◆ Aim of the task: Can you reproduce only the lines from the one containing "# Provide the mask of every instance of the closed" through the one containing "--target=closed white patio umbrella", swapping "patio umbrella" for "garden parasol" and leaving everything else unchanged?

◆ Data entries:
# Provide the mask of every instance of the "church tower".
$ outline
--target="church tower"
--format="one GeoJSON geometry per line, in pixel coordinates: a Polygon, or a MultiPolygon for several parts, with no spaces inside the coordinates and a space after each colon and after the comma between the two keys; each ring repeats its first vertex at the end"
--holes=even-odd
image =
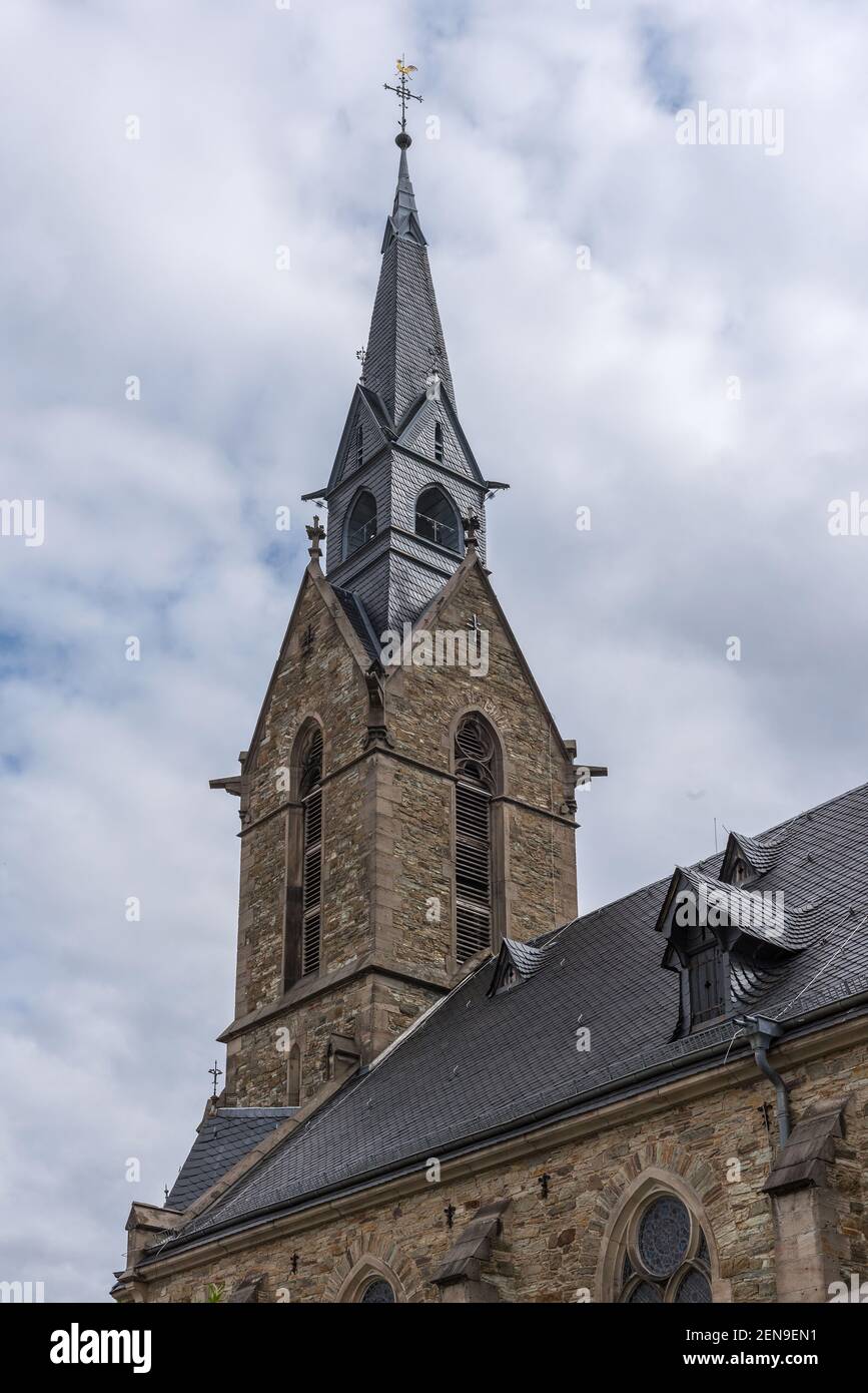
{"type": "MultiPolygon", "coordinates": [[[[324,1096],[504,940],[576,914],[574,744],[485,567],[485,479],[458,415],[410,182],[362,376],[241,773],[224,1106],[324,1096]]],[[[533,564],[531,556],[517,566],[533,564]]],[[[601,770],[602,772],[602,770],[601,770]]]]}

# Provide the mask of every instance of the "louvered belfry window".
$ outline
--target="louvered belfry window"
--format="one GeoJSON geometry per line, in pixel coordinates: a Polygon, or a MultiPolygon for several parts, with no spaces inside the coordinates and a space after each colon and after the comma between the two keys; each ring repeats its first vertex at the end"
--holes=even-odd
{"type": "Polygon", "coordinates": [[[323,731],[317,729],[302,765],[299,794],[305,805],[302,872],[302,976],[320,971],[323,922],[323,731]]]}
{"type": "Polygon", "coordinates": [[[495,745],[484,720],[465,716],[455,734],[455,956],[491,947],[491,795],[495,745]]]}

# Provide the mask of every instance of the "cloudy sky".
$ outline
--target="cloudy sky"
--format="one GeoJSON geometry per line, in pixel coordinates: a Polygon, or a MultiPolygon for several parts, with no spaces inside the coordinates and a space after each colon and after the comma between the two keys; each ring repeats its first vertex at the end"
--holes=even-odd
{"type": "Polygon", "coordinates": [[[868,14],[4,0],[0,40],[0,493],[45,500],[43,545],[0,536],[0,1277],[103,1301],[231,1018],[238,818],[207,780],[356,379],[396,53],[459,411],[512,485],[492,579],[609,766],[581,907],[865,779],[868,536],[828,510],[868,499],[868,14]],[[679,143],[700,103],[783,149],[679,143]]]}

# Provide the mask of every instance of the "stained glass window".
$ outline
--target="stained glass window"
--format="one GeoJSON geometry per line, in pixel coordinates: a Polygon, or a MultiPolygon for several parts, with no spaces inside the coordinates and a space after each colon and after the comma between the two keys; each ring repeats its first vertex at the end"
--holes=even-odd
{"type": "Polygon", "coordinates": [[[689,1243],[690,1215],[676,1195],[661,1195],[648,1205],[638,1226],[638,1255],[647,1272],[670,1277],[689,1243]]]}
{"type": "Polygon", "coordinates": [[[615,1300],[629,1305],[712,1301],[708,1241],[677,1195],[659,1192],[647,1199],[625,1237],[615,1300]]]}

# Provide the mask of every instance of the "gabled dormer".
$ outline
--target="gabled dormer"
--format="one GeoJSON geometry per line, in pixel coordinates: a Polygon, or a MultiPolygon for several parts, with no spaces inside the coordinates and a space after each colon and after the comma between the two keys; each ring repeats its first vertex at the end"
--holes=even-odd
{"type": "Polygon", "coordinates": [[[739,864],[747,866],[747,883],[677,866],[664,898],[657,931],[666,939],[661,965],[680,974],[676,1036],[750,1004],[782,963],[822,932],[821,905],[785,905],[778,890],[753,889],[755,865],[741,847],[725,862],[728,873],[739,864]]]}

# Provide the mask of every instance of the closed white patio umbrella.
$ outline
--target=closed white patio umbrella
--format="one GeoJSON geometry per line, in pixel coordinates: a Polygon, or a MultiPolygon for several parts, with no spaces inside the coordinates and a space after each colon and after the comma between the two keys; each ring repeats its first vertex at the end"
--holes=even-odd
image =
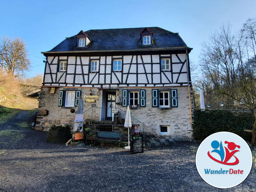
{"type": "Polygon", "coordinates": [[[205,108],[204,107],[204,92],[202,89],[200,90],[200,108],[201,109],[204,109],[205,108]]]}
{"type": "Polygon", "coordinates": [[[129,105],[127,106],[127,110],[126,112],[124,126],[125,127],[128,127],[128,146],[125,147],[124,148],[127,149],[130,149],[130,141],[129,130],[130,129],[130,127],[132,127],[132,120],[131,119],[131,113],[130,113],[130,108],[129,108],[129,105]]]}

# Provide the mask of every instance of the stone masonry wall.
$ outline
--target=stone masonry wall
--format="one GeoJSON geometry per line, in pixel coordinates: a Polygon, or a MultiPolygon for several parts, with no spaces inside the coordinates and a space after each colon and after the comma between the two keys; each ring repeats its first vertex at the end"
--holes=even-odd
{"type": "MultiPolygon", "coordinates": [[[[135,88],[134,87],[133,88],[135,88]]],[[[136,88],[139,89],[140,88],[136,88]]],[[[172,108],[169,110],[162,110],[160,108],[152,107],[152,89],[161,89],[163,87],[143,87],[146,89],[146,107],[139,107],[137,109],[131,109],[131,115],[139,121],[145,124],[146,128],[144,133],[147,139],[156,139],[164,136],[180,135],[182,136],[186,140],[192,138],[192,129],[190,123],[189,106],[188,91],[187,86],[168,87],[168,88],[177,89],[178,96],[178,108],[172,108]],[[170,125],[170,134],[168,135],[160,135],[160,125],[170,125]]],[[[165,89],[166,87],[164,88],[165,89]]],[[[48,131],[51,126],[55,125],[65,125],[75,117],[74,114],[70,112],[71,108],[76,109],[76,107],[58,107],[59,91],[66,90],[75,91],[82,90],[82,98],[84,99],[85,94],[89,94],[89,90],[92,89],[95,94],[98,89],[73,88],[56,88],[54,94],[51,94],[48,87],[42,87],[40,94],[38,113],[36,119],[35,129],[37,130],[48,131]],[[42,115],[43,110],[49,110],[47,115],[42,115]]],[[[122,98],[122,88],[119,89],[119,95],[122,98]]],[[[127,88],[125,87],[125,89],[127,88]]],[[[129,89],[131,88],[130,87],[129,89]]],[[[193,97],[192,88],[190,88],[191,107],[193,109],[193,97]]],[[[96,99],[95,102],[84,102],[84,111],[91,107],[100,107],[100,96],[96,99]]],[[[116,105],[118,107],[124,111],[126,107],[122,107],[121,104],[116,105]]]]}

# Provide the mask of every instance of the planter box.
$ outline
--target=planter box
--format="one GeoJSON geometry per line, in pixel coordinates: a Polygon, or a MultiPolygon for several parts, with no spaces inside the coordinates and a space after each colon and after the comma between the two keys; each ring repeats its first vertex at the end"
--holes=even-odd
{"type": "Polygon", "coordinates": [[[84,139],[84,132],[79,132],[75,133],[75,140],[84,139]]]}
{"type": "Polygon", "coordinates": [[[48,110],[43,110],[41,111],[41,114],[42,115],[48,115],[49,111],[48,110]]]}

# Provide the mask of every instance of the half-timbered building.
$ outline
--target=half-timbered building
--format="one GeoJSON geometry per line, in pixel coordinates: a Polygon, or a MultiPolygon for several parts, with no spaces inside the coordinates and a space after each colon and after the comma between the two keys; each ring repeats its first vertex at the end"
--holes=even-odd
{"type": "Polygon", "coordinates": [[[190,139],[192,49],[178,33],[158,27],[81,30],[66,37],[42,52],[46,60],[36,128],[70,124],[81,96],[84,124],[96,129],[125,135],[129,106],[133,124],[145,136],[190,139]]]}

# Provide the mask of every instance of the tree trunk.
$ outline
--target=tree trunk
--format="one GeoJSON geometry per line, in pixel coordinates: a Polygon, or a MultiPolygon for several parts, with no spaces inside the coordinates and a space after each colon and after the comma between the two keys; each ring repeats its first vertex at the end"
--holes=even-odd
{"type": "Polygon", "coordinates": [[[255,144],[255,140],[256,139],[256,119],[253,124],[253,128],[252,130],[252,141],[251,144],[252,145],[254,145],[255,144]]]}

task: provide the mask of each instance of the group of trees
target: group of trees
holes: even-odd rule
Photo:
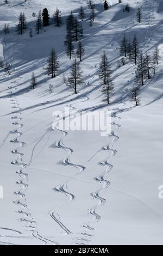
[[[137,96],[140,87],[144,85],[147,80],[151,79],[156,75],[156,65],[159,64],[159,51],[155,46],[152,56],[148,53],[143,53],[140,50],[139,42],[136,35],[134,36],[133,41],[127,38],[124,34],[120,45],[120,54],[123,56],[119,66],[125,64],[126,58],[133,61],[136,65],[135,76],[135,87],[132,90],[131,100],[135,101],[136,106],[139,103]]]
[[[124,57],[128,57],[130,60],[133,60],[135,65],[139,52],[139,43],[136,35],[134,35],[133,40],[127,38],[124,34],[121,40],[120,45],[121,55]]]
[[[6,2],[6,1],[5,1]],[[121,3],[121,0],[118,0]],[[7,3],[5,2],[5,3]],[[94,21],[96,16],[95,5],[92,0],[87,1],[88,5],[90,10],[90,26],[92,26],[92,21]],[[104,9],[107,10],[109,5],[106,1],[104,2]],[[128,4],[126,6],[124,11],[130,11],[130,7]],[[35,17],[33,15],[33,17]],[[142,13],[140,8],[139,8],[136,13],[137,21],[141,23],[142,21]],[[67,55],[72,59],[74,53],[73,42],[79,41],[78,47],[76,51],[75,58],[73,60],[70,69],[70,76],[67,78],[64,77],[65,82],[71,89],[72,89],[75,94],[78,93],[77,87],[83,82],[83,71],[80,69],[80,63],[83,60],[85,55],[85,49],[82,44],[81,39],[83,36],[82,21],[86,17],[84,9],[82,6],[79,9],[78,16],[74,17],[72,11],[66,19],[66,35],[65,36],[65,45],[66,47]],[[62,23],[62,17],[60,11],[57,8],[53,15],[53,23],[55,26],[60,27]],[[47,8],[43,10],[42,13],[40,10],[37,15],[37,20],[35,25],[35,30],[37,34],[40,34],[40,29],[42,26],[47,27],[49,25],[49,15]],[[27,21],[24,13],[21,13],[18,18],[18,24],[17,25],[17,31],[18,34],[22,34],[27,28]],[[5,24],[4,28],[5,34],[9,33],[9,25]],[[30,37],[33,36],[32,28],[29,31]],[[140,87],[144,85],[145,82],[156,75],[156,66],[159,64],[159,51],[157,46],[152,56],[148,53],[143,53],[139,49],[139,42],[136,35],[134,35],[133,39],[127,38],[124,34],[123,36],[120,45],[120,54],[122,56],[119,65],[124,65],[126,60],[134,62],[136,65],[135,76],[134,79],[134,87],[131,90],[131,99],[134,101],[136,106],[139,104],[139,90]],[[10,65],[6,62],[5,65],[3,62],[0,62],[0,68],[4,68],[5,72],[10,75]],[[50,52],[47,59],[47,65],[46,68],[46,74],[52,78],[54,78],[58,72],[59,68],[59,62],[58,61],[57,52],[54,48],[52,48]],[[108,57],[105,52],[101,56],[99,63],[99,78],[101,81],[102,87],[102,92],[104,95],[104,101],[107,103],[110,103],[110,97],[114,90],[114,83],[112,78],[112,72],[109,64]],[[35,89],[36,85],[36,79],[34,72],[32,73],[30,85],[32,89]],[[49,92],[53,92],[53,86],[50,84]]]
[[[71,11],[71,14],[66,19],[66,35],[65,40],[65,45],[66,47],[66,53],[67,56],[70,57],[70,59],[72,59],[72,54],[74,53],[73,42],[78,41],[80,39],[82,38],[83,36],[83,27],[82,23],[78,21],[77,17],[74,17],[73,13]],[[82,46],[82,45],[80,46]],[[81,60],[83,53],[83,52],[81,48]]]
[[[99,77],[102,86],[102,92],[104,94],[104,101],[110,103],[110,96],[114,91],[114,86],[111,77],[111,70],[108,59],[105,52],[101,56],[99,67]]]

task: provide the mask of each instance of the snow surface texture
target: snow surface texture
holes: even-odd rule
[[[83,22],[84,83],[77,95],[62,81],[71,63],[64,45],[65,23],[45,28],[32,38],[29,29],[36,20],[32,13],[45,7],[51,16],[58,7],[66,18],[71,10],[77,15],[82,4],[88,17],[86,1],[3,2],[0,40],[12,71],[10,76],[0,71],[0,185],[4,188],[0,243],[162,244],[163,199],[158,197],[163,182],[162,1],[123,0],[117,4],[112,0],[107,11],[103,1],[95,1],[92,27],[87,18]],[[128,2],[131,9],[127,14],[123,9]],[[141,24],[135,17],[139,7],[143,14]],[[21,11],[27,16],[28,30],[18,35],[15,25]],[[10,32],[4,36],[5,23]],[[136,34],[144,52],[152,53],[156,45],[160,51],[156,76],[141,88],[137,107],[129,96],[135,66],[128,63],[117,68],[124,32],[131,38]],[[53,80],[43,70],[52,47],[60,64]],[[109,106],[102,103],[98,75],[103,50],[113,70],[115,89]],[[33,71],[37,81],[35,90],[30,87]],[[53,112],[63,111],[66,106],[72,119],[82,111],[109,109],[110,135],[53,130]]]

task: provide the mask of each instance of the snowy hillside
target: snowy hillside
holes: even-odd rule
[[[104,1],[94,0],[92,27],[86,0],[3,2],[0,0],[4,65],[0,68],[0,244],[162,245],[163,199],[158,194],[163,185],[163,1],[108,1],[109,9],[104,10]],[[124,11],[128,3],[128,13]],[[81,5],[86,16],[80,39],[85,52],[80,64],[83,82],[74,94],[63,79],[70,77],[75,57],[70,60],[66,55],[66,20],[71,11],[77,17]],[[32,14],[45,8],[50,25],[42,27],[38,34],[37,17]],[[53,23],[57,8],[62,19],[59,27]],[[27,24],[22,35],[16,27],[21,12]],[[6,35],[5,24],[9,27]],[[131,41],[136,35],[145,56],[152,56],[156,48],[159,55],[155,76],[152,72],[136,91],[137,106],[131,100],[136,65],[127,57],[125,65],[118,66],[124,34]],[[73,45],[77,49],[78,42]],[[53,47],[59,68],[52,79],[46,68]],[[114,87],[109,104],[103,101],[99,77],[104,51]],[[64,113],[65,107],[74,125],[81,114],[106,113],[111,131],[102,136],[101,131],[54,126],[61,118],[56,113]]]

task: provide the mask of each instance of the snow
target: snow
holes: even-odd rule
[[[52,25],[40,35],[33,29],[32,38],[28,33],[35,22],[33,12],[47,7],[52,16],[58,7],[65,21],[72,10],[77,15],[82,4],[88,17],[86,1],[3,2],[0,42],[12,71],[8,76],[0,70],[0,185],[4,188],[0,243],[162,245],[163,205],[158,188],[163,178],[162,1],[130,0],[131,11],[126,14],[123,9],[127,1],[117,4],[112,0],[107,11],[103,1],[95,1],[92,27],[88,19],[83,22],[86,54],[81,65],[84,84],[77,95],[62,79],[63,74],[68,76],[72,63],[65,52],[65,25]],[[143,14],[141,24],[136,20],[138,7]],[[28,27],[23,35],[15,32],[21,11],[26,13]],[[5,22],[10,32],[4,35]],[[135,66],[128,62],[117,68],[124,32],[130,38],[136,34],[144,52],[152,53],[158,45],[160,52],[156,76],[141,88],[137,107],[129,97]],[[60,68],[51,80],[43,68],[52,47]],[[98,74],[104,50],[115,89],[109,106],[102,102]],[[37,78],[35,90],[30,87],[33,71]],[[99,131],[53,130],[53,113],[64,112],[65,106],[70,106],[72,120],[82,111],[108,111],[111,132],[106,137]]]

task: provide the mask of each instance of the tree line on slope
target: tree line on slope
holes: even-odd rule
[[[90,26],[92,26],[92,22],[95,20],[96,16],[95,5],[92,0],[87,1],[89,9],[90,9]],[[119,0],[119,3],[122,1]],[[109,9],[109,5],[106,1],[104,1],[104,9]],[[128,4],[126,6],[124,11],[130,11],[130,8]],[[34,13],[33,16],[35,16]],[[141,10],[140,8],[137,9],[136,13],[137,21],[141,23],[142,20]],[[79,11],[78,18],[74,17],[73,12],[71,11],[68,16],[66,21],[66,35],[65,36],[65,45],[66,47],[66,54],[70,59],[74,55],[74,59],[71,65],[70,70],[70,76],[66,78],[64,76],[64,82],[71,89],[72,89],[74,93],[77,93],[77,87],[83,83],[83,71],[81,71],[80,62],[82,62],[85,51],[80,39],[83,36],[83,27],[81,22],[85,19],[86,16],[84,9],[82,6],[80,7]],[[41,10],[37,15],[36,23],[35,29],[37,34],[40,34],[40,29],[42,28],[42,19],[43,26],[47,27],[49,25],[49,15],[47,8],[45,8],[41,14]],[[62,23],[62,17],[60,11],[57,8],[53,14],[53,23],[55,26],[60,27]],[[17,25],[17,31],[20,34],[22,34],[23,31],[27,28],[27,21],[24,13],[21,13],[19,17],[19,23]],[[5,34],[9,33],[9,26],[5,25]],[[33,36],[32,29],[30,29],[29,35]],[[73,41],[79,41],[77,49],[74,52]],[[139,103],[139,90],[141,86],[144,85],[145,82],[152,77],[156,75],[156,65],[159,64],[159,52],[157,46],[155,47],[154,52],[152,56],[148,53],[143,54],[142,51],[139,50],[139,43],[136,35],[135,35],[133,40],[130,38],[127,38],[124,34],[120,44],[120,54],[123,56],[122,58],[118,60],[118,67],[120,68],[126,64],[126,59],[129,59],[130,61],[133,61],[136,65],[136,70],[135,76],[135,87],[131,91],[131,99],[135,102],[136,106]],[[80,62],[78,62],[77,59]],[[10,75],[11,66],[7,62],[5,66],[3,62],[0,62],[0,68],[4,68],[5,71]],[[51,76],[52,78],[54,78],[57,74],[59,68],[59,62],[54,48],[52,48],[47,60],[47,65],[45,70],[46,74]],[[110,103],[110,97],[114,92],[114,83],[112,79],[112,72],[108,61],[108,58],[105,52],[101,56],[101,60],[98,69],[99,78],[101,81],[102,86],[102,92],[104,94],[104,101],[107,103]],[[36,85],[36,80],[34,72],[32,73],[31,87],[35,89]],[[53,86],[50,84],[49,90],[52,93]]]
[[[139,91],[146,81],[156,76],[156,65],[159,64],[159,50],[157,46],[150,55],[148,52],[143,53],[140,50],[137,38],[134,35],[133,40],[127,38],[124,34],[120,44],[120,54],[122,58],[118,62],[118,67],[123,66],[126,59],[134,62],[136,65],[134,84],[132,90],[131,99],[135,101],[136,106],[139,105]]]

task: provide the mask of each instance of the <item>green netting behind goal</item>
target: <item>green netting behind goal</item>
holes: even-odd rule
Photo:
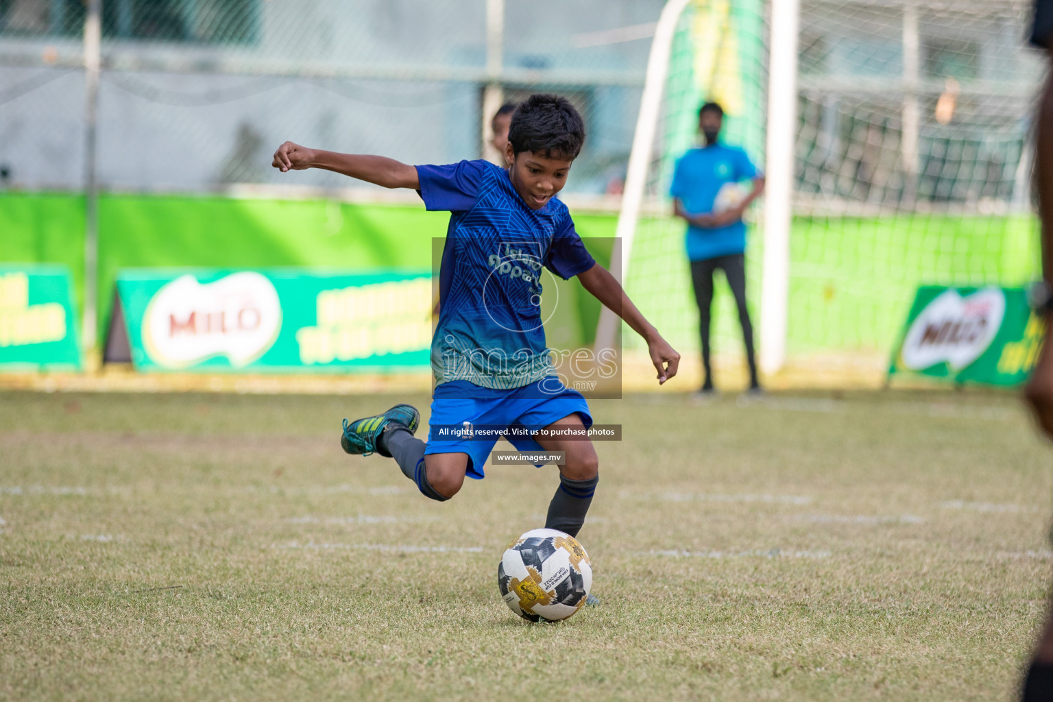
[[[701,102],[721,102],[726,139],[763,164],[764,7],[734,4],[701,0],[680,19],[627,276],[630,296],[690,357],[697,309],[668,188],[696,143]],[[879,374],[917,285],[1015,285],[1038,273],[1029,117],[1041,62],[1024,46],[1027,7],[950,4],[802,2],[790,365],[842,357]],[[748,215],[755,328],[762,206]],[[716,286],[714,354],[733,361],[737,315],[719,276]]]

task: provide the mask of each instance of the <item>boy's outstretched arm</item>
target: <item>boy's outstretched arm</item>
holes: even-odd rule
[[[651,322],[643,319],[643,315],[625,295],[621,284],[607,268],[597,263],[584,273],[579,273],[578,280],[594,298],[602,302],[609,309],[617,313],[634,332],[648,342],[651,362],[658,370],[659,385],[676,375],[680,355],[661,338],[658,329],[652,326]]]
[[[305,168],[324,168],[383,187],[420,189],[420,180],[417,178],[416,168],[383,156],[337,154],[336,152],[307,148],[286,141],[274,153],[274,161],[271,162],[271,165],[282,173]]]

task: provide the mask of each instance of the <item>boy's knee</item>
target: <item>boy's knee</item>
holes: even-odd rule
[[[595,452],[588,452],[568,461],[560,473],[570,480],[591,480],[599,475],[599,457]]]
[[[450,499],[457,495],[464,484],[464,472],[454,470],[448,466],[429,468],[428,482],[436,493]]]

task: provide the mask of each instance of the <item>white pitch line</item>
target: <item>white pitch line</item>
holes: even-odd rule
[[[940,502],[943,509],[968,509],[971,512],[1038,512],[1037,507],[1027,507],[1022,504],[996,504],[994,502],[968,502],[966,500],[948,500]]]
[[[618,497],[623,500],[661,500],[663,502],[763,502],[768,504],[810,504],[807,495],[752,495],[721,493],[632,493],[622,490]]]
[[[842,414],[854,409],[858,409],[859,412],[887,410],[897,415],[1002,421],[1016,419],[1020,415],[1019,412],[1008,407],[977,407],[974,405],[941,402],[882,402],[876,406],[863,406],[853,404],[847,400],[832,400],[829,398],[750,398],[739,396],[735,400],[735,406],[742,409],[759,408],[783,412],[818,412],[827,414]]]
[[[400,495],[405,493],[408,488],[399,487],[398,485],[382,485],[379,487],[362,487],[361,485],[352,485],[350,483],[342,483],[340,485],[305,485],[305,486],[290,486],[280,487],[278,485],[244,485],[239,488],[240,493],[250,494],[271,494],[271,495],[341,495],[344,493],[361,494],[361,495]]]
[[[0,495],[76,495],[79,497],[86,497],[88,495],[98,495],[98,490],[91,489],[87,487],[75,487],[71,485],[60,485],[55,487],[47,487],[45,485],[29,485],[28,487],[21,487],[20,485],[9,485],[0,486]]]
[[[760,407],[761,409],[786,409],[789,412],[843,412],[846,404],[842,400],[826,398],[750,398],[744,395],[738,396],[735,400],[736,407]]]
[[[794,515],[795,522],[811,524],[921,524],[925,518],[914,515]]]
[[[419,524],[420,522],[437,522],[437,516],[397,517],[385,515],[374,517],[359,515],[358,517],[293,517],[290,524]]]
[[[1053,558],[1053,550],[1021,550],[1021,551],[1011,551],[1004,550],[999,551],[999,558],[1036,558],[1038,560],[1048,561]]]
[[[276,548],[312,548],[315,550],[378,550],[397,554],[481,554],[481,546],[414,546],[382,543],[298,543],[276,544]]]
[[[780,548],[753,548],[750,550],[661,550],[652,548],[651,550],[631,551],[632,556],[665,556],[670,558],[830,558],[829,550],[782,550]]]

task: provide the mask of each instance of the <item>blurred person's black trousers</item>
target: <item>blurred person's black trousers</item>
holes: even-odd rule
[[[735,304],[738,306],[738,323],[742,325],[742,340],[746,342],[746,360],[750,364],[750,386],[757,386],[757,361],[753,350],[753,324],[746,308],[746,256],[733,254],[691,262],[691,282],[695,287],[695,302],[698,304],[698,332],[702,338],[702,380],[703,388],[713,387],[710,369],[710,306],[713,304],[713,273],[720,268],[728,278]]]

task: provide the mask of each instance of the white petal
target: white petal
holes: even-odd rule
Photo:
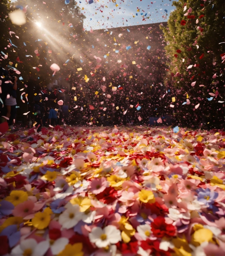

◆ Task solution:
# Provide the mask of every instance of the closed white garden parasol.
$ outline
--target=closed white garden parasol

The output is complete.